■ **EXERCISE DETAILS**: Please output the records between the lines holding "Please find the green leafy" and "[18,134,446,346]", inclusive, as a numbered list. Skip blank lines and leave the pictures out.

(Coordinate annotation records)
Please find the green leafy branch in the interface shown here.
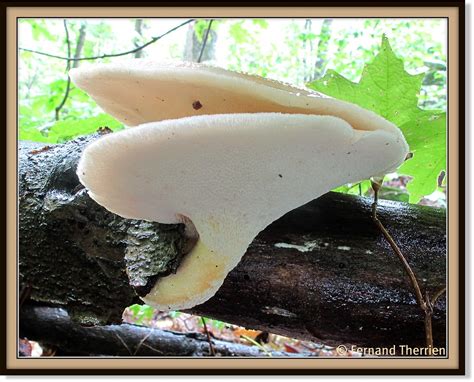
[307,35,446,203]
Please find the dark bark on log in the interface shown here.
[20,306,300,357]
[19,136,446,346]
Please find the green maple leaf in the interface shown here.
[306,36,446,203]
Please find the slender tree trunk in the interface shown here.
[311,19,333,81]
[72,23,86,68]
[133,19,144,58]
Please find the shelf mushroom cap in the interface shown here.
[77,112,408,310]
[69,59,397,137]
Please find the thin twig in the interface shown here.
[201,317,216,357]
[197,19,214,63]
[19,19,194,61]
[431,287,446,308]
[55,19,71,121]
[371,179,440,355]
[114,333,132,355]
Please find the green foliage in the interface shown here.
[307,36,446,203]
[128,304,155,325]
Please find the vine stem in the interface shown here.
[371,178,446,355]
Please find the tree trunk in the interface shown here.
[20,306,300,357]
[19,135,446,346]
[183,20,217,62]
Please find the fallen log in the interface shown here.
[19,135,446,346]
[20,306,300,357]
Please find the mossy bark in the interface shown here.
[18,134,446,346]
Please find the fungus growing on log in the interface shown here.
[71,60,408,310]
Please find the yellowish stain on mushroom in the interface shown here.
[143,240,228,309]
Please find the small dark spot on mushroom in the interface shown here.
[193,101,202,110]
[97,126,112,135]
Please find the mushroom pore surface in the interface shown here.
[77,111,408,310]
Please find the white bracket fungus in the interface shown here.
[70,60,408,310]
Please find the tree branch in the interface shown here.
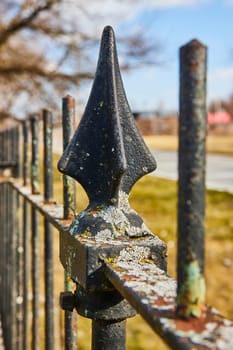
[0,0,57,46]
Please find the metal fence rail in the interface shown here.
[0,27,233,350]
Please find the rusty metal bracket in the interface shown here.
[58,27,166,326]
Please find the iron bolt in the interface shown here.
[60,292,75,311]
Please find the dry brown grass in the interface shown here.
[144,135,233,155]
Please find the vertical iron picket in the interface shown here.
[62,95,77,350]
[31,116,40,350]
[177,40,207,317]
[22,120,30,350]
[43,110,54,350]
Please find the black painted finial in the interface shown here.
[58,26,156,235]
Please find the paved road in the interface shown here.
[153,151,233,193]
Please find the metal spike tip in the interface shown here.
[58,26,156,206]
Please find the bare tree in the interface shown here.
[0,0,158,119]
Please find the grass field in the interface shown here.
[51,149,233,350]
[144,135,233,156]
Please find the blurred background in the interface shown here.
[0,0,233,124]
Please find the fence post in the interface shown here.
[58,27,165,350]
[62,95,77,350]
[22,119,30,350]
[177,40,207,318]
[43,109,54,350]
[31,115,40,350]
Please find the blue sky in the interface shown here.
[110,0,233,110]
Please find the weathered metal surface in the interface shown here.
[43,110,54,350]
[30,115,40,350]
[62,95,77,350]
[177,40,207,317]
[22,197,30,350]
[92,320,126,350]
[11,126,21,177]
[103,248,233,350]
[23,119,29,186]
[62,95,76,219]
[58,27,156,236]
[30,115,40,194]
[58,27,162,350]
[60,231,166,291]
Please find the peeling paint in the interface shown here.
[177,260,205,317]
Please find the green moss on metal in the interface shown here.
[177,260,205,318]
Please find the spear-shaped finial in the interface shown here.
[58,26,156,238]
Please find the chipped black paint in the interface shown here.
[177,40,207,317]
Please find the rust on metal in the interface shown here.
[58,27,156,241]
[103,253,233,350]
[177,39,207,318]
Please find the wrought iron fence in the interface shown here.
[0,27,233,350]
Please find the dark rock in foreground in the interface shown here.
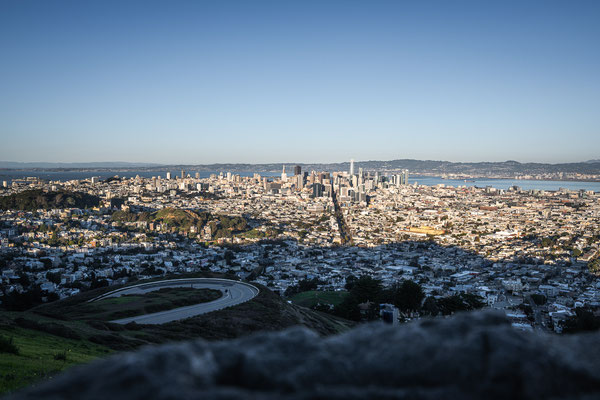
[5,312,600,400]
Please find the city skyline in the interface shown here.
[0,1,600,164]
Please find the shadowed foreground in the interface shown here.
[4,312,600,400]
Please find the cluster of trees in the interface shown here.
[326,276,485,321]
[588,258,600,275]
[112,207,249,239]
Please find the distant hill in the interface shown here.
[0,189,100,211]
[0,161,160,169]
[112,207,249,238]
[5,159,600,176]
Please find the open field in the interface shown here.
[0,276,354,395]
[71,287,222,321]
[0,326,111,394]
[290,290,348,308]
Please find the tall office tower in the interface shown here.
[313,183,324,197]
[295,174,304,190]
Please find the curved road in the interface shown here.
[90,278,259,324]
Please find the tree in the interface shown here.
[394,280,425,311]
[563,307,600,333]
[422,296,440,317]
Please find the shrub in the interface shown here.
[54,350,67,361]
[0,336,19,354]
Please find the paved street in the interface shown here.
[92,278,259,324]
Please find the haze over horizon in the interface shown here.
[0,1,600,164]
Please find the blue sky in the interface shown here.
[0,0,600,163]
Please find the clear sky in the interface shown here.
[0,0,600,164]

...

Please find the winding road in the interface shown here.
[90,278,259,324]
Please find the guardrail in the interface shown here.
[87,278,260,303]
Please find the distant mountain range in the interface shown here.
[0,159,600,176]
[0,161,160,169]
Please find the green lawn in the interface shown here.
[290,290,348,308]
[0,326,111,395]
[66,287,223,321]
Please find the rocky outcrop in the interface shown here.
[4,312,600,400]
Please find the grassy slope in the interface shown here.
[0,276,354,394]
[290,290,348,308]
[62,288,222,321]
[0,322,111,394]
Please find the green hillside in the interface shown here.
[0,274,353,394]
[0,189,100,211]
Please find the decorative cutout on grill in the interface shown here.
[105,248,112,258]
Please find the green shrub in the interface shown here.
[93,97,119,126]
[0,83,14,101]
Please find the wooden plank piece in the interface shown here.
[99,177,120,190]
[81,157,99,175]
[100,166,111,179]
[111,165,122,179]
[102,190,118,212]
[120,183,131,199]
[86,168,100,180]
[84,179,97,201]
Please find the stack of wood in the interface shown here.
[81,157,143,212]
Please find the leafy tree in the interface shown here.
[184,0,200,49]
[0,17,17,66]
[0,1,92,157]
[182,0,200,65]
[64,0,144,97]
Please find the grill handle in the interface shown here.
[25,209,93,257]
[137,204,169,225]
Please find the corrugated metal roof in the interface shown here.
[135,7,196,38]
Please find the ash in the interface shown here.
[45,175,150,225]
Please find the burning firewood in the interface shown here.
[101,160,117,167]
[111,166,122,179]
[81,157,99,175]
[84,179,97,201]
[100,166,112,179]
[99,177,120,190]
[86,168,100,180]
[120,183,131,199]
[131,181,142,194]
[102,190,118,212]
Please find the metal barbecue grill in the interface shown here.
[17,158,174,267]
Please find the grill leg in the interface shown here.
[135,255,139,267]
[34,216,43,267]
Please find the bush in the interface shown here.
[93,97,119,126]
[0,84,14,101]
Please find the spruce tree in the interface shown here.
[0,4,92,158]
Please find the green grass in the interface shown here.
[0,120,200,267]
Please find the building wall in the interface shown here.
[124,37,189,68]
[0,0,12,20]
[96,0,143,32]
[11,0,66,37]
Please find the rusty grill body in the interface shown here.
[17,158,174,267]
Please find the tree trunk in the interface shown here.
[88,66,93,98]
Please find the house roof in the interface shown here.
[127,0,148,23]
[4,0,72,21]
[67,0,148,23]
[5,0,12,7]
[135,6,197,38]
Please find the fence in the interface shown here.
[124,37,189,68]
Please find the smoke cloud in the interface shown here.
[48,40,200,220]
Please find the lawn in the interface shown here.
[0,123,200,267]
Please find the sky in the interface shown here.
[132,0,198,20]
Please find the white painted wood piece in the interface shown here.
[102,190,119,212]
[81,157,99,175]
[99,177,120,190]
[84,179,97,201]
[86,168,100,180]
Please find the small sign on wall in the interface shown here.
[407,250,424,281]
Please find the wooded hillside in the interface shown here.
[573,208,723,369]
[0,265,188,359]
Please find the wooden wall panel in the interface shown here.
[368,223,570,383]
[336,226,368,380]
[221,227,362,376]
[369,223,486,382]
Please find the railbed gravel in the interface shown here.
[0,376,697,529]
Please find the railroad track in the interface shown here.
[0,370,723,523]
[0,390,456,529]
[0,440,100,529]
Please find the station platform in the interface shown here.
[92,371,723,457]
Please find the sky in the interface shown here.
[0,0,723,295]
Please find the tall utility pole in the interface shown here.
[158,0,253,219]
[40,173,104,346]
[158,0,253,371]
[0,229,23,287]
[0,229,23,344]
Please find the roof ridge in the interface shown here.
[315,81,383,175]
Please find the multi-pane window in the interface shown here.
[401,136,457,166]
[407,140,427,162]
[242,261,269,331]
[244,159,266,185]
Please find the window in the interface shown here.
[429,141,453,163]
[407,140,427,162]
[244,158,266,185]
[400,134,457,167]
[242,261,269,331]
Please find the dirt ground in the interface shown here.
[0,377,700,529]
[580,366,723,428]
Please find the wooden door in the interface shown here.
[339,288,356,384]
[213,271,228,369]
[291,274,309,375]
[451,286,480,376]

--

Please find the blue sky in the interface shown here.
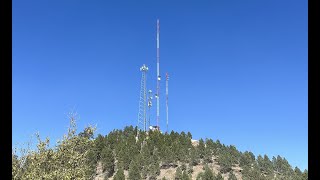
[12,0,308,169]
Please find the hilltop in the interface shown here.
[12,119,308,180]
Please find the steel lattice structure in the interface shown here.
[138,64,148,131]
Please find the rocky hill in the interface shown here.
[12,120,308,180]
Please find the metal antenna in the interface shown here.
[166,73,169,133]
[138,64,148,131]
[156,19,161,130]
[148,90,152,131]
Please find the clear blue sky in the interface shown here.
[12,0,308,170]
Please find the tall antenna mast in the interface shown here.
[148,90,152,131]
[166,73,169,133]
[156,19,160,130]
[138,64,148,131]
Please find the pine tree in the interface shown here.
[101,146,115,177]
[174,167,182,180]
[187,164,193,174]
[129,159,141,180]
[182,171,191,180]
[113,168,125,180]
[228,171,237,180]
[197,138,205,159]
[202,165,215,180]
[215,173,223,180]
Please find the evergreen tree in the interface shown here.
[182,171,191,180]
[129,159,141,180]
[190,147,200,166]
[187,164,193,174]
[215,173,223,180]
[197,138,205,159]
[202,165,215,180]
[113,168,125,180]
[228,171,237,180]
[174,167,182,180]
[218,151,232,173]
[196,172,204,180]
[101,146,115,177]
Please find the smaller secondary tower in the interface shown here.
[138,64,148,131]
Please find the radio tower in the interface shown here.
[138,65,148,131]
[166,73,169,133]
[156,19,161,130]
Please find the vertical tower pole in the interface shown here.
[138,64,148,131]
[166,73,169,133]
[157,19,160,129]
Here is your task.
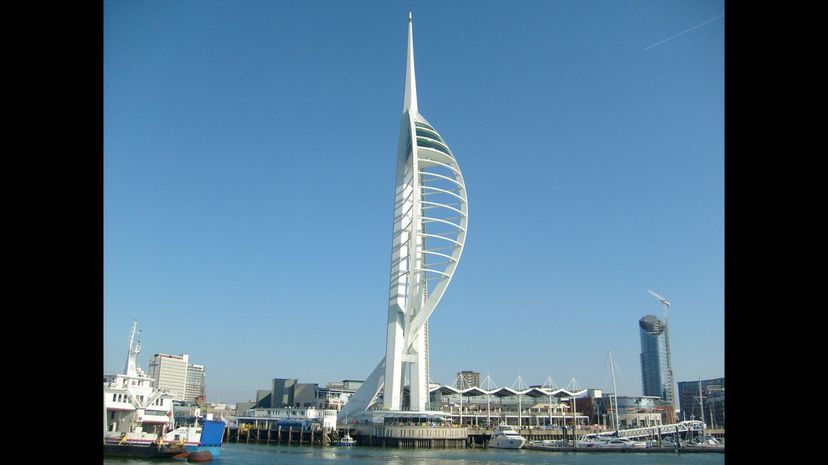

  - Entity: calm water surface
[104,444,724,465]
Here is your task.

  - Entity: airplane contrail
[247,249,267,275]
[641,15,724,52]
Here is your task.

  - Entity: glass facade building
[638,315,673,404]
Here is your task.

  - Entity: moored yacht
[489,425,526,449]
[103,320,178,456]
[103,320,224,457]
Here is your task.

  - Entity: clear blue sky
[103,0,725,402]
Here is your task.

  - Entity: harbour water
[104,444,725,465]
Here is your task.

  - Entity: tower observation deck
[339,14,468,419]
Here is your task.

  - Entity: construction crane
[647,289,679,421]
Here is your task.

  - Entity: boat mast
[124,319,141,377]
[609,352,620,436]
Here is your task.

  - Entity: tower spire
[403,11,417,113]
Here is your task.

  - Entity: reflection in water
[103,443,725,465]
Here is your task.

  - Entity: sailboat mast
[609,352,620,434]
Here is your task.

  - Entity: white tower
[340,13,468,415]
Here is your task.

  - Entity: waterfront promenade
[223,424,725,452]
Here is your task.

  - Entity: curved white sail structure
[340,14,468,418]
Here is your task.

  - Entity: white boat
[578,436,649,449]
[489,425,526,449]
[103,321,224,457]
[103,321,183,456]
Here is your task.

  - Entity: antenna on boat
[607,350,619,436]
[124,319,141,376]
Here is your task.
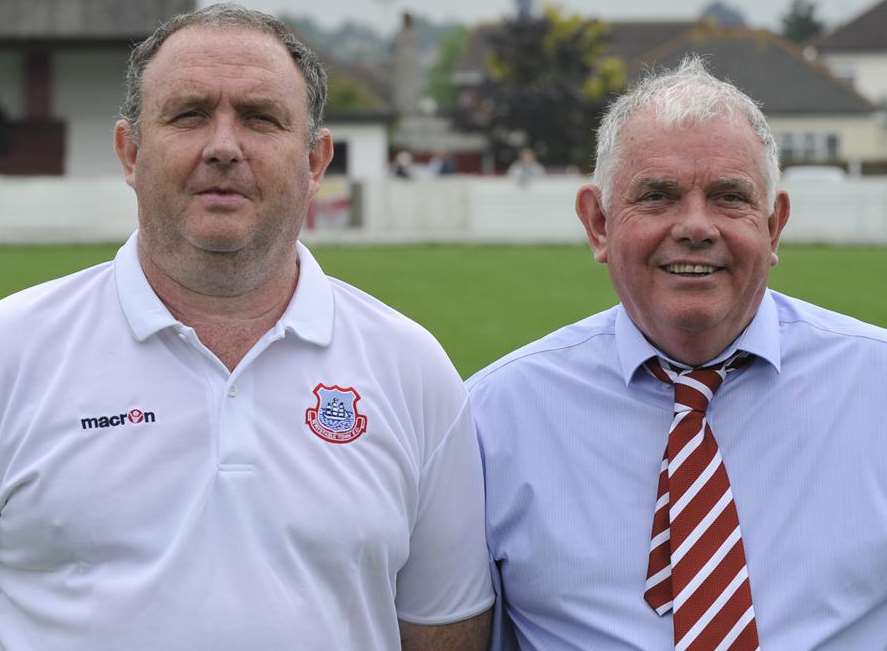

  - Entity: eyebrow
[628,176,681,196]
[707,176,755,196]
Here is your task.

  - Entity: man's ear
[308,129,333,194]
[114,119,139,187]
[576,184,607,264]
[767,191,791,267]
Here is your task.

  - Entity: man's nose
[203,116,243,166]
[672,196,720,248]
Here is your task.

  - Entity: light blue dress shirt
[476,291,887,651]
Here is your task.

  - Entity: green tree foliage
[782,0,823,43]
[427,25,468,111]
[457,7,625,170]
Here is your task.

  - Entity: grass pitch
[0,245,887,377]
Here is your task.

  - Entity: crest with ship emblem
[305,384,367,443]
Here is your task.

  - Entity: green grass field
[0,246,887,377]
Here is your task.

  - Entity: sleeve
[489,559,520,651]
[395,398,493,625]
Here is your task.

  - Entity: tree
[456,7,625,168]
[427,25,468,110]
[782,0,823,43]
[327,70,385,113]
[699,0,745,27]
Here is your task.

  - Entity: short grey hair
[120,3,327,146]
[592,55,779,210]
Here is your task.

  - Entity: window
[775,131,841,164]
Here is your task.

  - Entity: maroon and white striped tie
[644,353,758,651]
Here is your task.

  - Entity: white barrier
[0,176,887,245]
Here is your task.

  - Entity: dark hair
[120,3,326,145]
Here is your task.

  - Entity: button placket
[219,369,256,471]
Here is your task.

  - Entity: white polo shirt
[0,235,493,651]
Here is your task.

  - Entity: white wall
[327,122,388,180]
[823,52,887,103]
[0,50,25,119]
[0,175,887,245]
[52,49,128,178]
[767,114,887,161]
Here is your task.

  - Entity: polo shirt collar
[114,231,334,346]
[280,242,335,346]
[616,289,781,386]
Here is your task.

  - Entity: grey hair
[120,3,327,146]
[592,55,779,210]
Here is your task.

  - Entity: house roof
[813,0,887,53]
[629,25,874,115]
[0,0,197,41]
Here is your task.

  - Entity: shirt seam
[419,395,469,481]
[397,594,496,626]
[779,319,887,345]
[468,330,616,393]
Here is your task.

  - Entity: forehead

■ **ANSWER TO THE EXERCISE**:
1. Please find the green leafy branch in the interface shown here.
2. [307,35,446,203]
3. Please find the dark bark on log in the interface shown here.
4. [20,306,300,357]
5. [19,136,446,346]
6. Please find the green maple leaf in the interface shown here.
7. [306,36,446,203]
8. Please find the slender tree trunk in the interface shown here.
9. [311,19,333,81]
10. [72,23,86,68]
11. [133,19,144,58]
12. Please find the shelf mushroom cap in the interface shown here.
13. [77,112,408,310]
14. [69,59,397,137]
15. Please find the thin twig in the interface shown here.
16. [201,317,216,357]
17. [197,19,214,63]
18. [19,19,194,61]
19. [431,287,446,308]
20. [55,19,71,121]
21. [371,179,440,355]
22. [114,333,132,355]
23. Please find the green foliage in the interface shown here.
24. [307,36,446,203]
25. [128,304,155,325]
26. Please find the vine stem in the interface shown here.
27. [371,178,446,355]
28. Please find the tree trunk in the interface shown here.
29. [20,306,300,357]
30. [19,135,446,346]
31. [183,20,217,62]
32. Please find the fallen log in the interface shown here.
33. [19,135,446,346]
34. [20,306,300,357]
35. Please find the mossy bark in the interface shown here.
36. [18,134,446,346]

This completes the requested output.